Problems:
1. Please rewrite the paragraph beginning "Nestor Miranda was a respected representative" from the Don Lino cigar history below as a short bulleted list, keeping its main facts.
2. In the Don Lino cigar history below, what led Nestor Miranda and Marianna Mendoza to found Miami Cigar & Co. in 1989? Answer in one to three sentences.
3. Continue the Don Lino cigar history below, starting right after its last sentence.

Passage given:
>> BEGIN
Don Lino

Don Lino

DON LINO

Don Lino Cigars by Miami Cigar & Co. was named after a worker at the old UST cigar factory in Honduras, and for years was just a popular name that sold well. Now, Don Lino stands for the passion and resilience of the Miranda family—a family which celebrated great success in the Cigar Boom of the 1990’s, endured personal tragedy, battled a billion-dollar giant and won, and traversed it all without wavering in their dedication to bringing fine, premium smokes to aficionados around the world.
Nestor Miranda was a respected representative in the world of fine liquor and spirits. Throughout his career he worked with Seagram, Southern Wine & Spirits—some of the most prolific names in the business. However, he could never forget his love for cigars that began in Cuba as a young man. Growing up, Nestor would see his father and grandfather enjoying cigars together; his grandfather walking around with up to ten large Churchill cigars tucked into the pocket of his guayabera. Nestor wanted to feel like those men he most admired. So much so that at 17 he began stealing his father’s cigars to enjoy them out in the park on his own.
While Nestor continued to smoke cigars, he finally got to reengage that passion in 1987 when he met a torcedor who worked for Guillermo León of La Aurora S.A..
After trying one of his freshly rolled smokes, Nestor could not help but recall those fond memories in Cuba. He immediately proposed a partnership between León and Cardenal Mendoza, a fine brandy maker that Nestor represented. The pairing was such a success that in 1989 Nestor and his wife, Marianna Mendoza, founded Miami Cigar & Co. and began selling cigars to liquor stores.
>> END
Excerpted records:
>> BEGIN
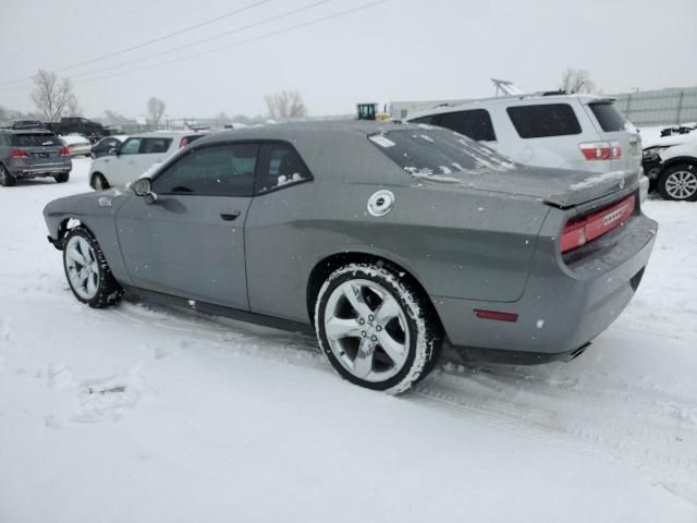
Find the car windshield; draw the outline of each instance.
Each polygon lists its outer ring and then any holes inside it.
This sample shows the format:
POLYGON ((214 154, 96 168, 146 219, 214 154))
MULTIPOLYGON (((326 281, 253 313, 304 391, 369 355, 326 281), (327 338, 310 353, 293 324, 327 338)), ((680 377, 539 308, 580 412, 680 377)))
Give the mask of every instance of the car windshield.
POLYGON ((53 134, 13 134, 11 138, 12 145, 16 147, 41 147, 63 145, 58 136, 53 134))
POLYGON ((374 134, 368 139, 404 171, 433 181, 461 182, 473 171, 515 166, 513 160, 460 133, 427 124, 374 134))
>> END
Answer set:
1.
- Nestor Miranda was a respected representative in fine liquor and spirits and worked with major names such as Seagram and Southern Wine & Spirits.
- He never forgot the love for cigars that began in Cuba when he was a young man.
- Growing up, he watched his father and grandfather enjoy cigars together. His grandfather walked around with up to ten large Churchill cigars in his guayabera pocket.
- Because he wanted to feel like the men he most admired, he began stealing his father's cigars at 17 to smoke alone in the park.

2. They founded the company because the partnership Nestor had proposed between Guillermo León's cigars and the brandy maker Cardenal Mendoza was such a success. Nestor had proposed that pairing after trying a freshly rolled cigar from one of León's torcedors.

3.
Nestor used his relationship with UST, cultivated from his years with Southern Wine & Spirits, then a subsidiary of UST, to found Miami Cigar & Co.’s first in-house brand, Don Lino. Each Don Lino Cigar was rolled by hand at the UST factory in Honduras, and production began with 80,000 cigars per year.
Marianna ran the cigar business while Nestor continued working in liquor. Marianna would drive to each liquor store in the Miami area with a trunk full of cigar boxes, and sell out of each and every box.
Don Lino proved to be such a beloved entry that by 1990 sales increased to 160,000 cigars. By the time the Cigar Boom hit, in 1994, sales leaped to 1.5 million cigars.
In 1995 Nestor finally left the liquor business to work full time with Marianna at Miami Cigar & Co., and that same year landed contracts to distribute Don Tomás and Astral by UST, as well as Guillermo León’s La Aurora and Leon Jimenes. Those contracts, alongside increased production of Don Lino, led to a spike in cigar sales from 1.5 million to 3.5 million cigars, with an all-time high in 1996 of 12 million cigars sold.
The Miranda family was living the American dream. Nestor, and his Don Lino brand, became the face of Miami Cigar & Co., being featured on several magazines, with Nestor even being interviewed by the eminent Cigar Aficionado.
In early 1997, however, everything changed. UST saw the ever-increasing popularity of their brands under Miami Cigar & Co. and decided to distribute for themselves. UST abruptly canceled their contract with Miami Cigar& Co., gave distributions to Southern Wine & Spirits, and refused to continue production of Don Lino, despite Don Lino being backordered by 3.5 million cigars.
Business plummeted from 12 million, to 3.5 million. Don Lino was put on a hiatus, while Miami Cigar & Co. managed to survive as Guillermo León struggled to increase production and divert some supply to help the Miranda family meet the immense demand.
After two years off the market, and several failed attempts to find a cigarmaker fit to make the Don Lino line, Guillermo León agreed to make Don Lino, and the brand finally made its return in 1999.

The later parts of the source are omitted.